Point annotation dataset records:

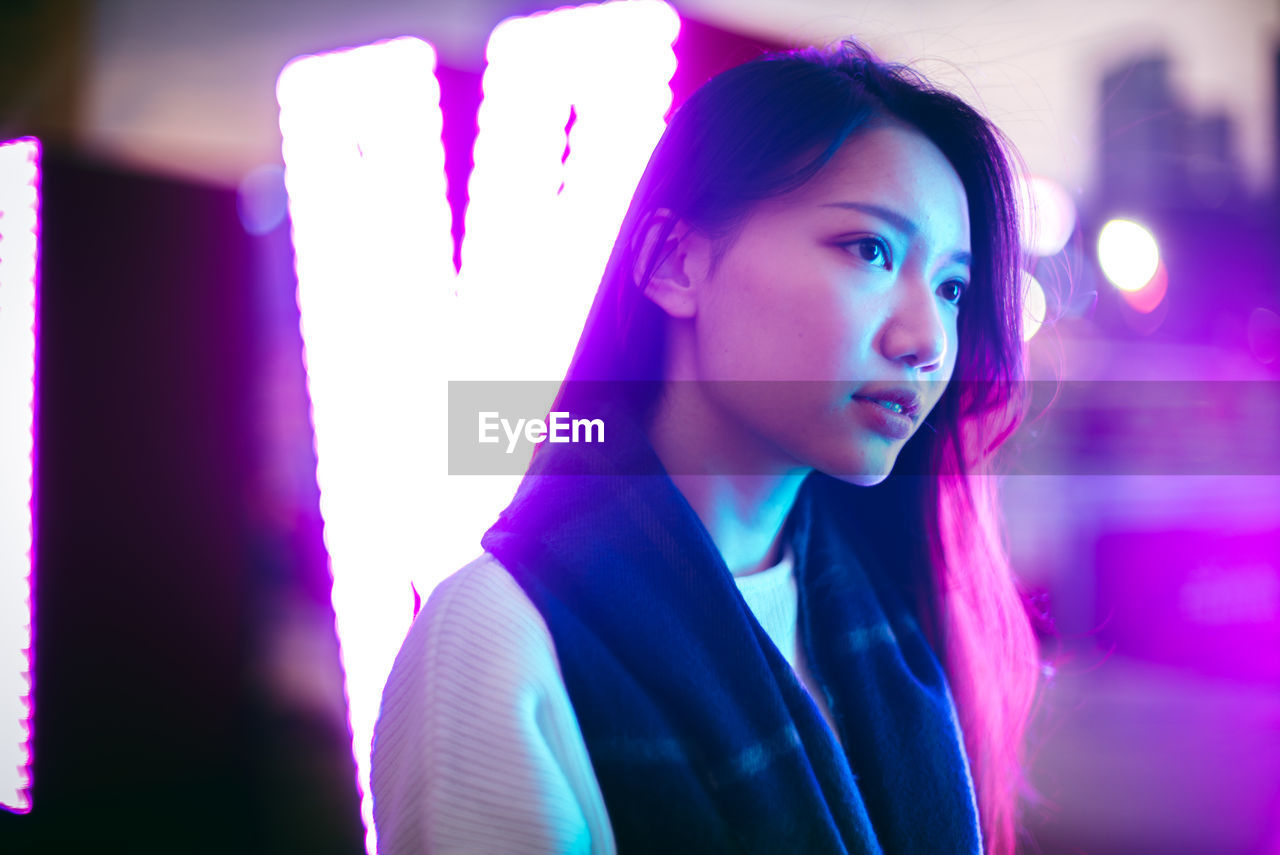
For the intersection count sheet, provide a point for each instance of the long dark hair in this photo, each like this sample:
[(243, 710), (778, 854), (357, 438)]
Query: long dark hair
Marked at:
[(762, 129)]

* Task requirements *
Every record must be copied exactly, with images dropped from the result.

* Final answer *
For the intersection count sheet, provide a point for each instance of the long dark hair in this photo, each like this sample:
[(243, 710), (778, 854), (357, 438)]
Query: long dark hair
Marked at:
[(762, 129)]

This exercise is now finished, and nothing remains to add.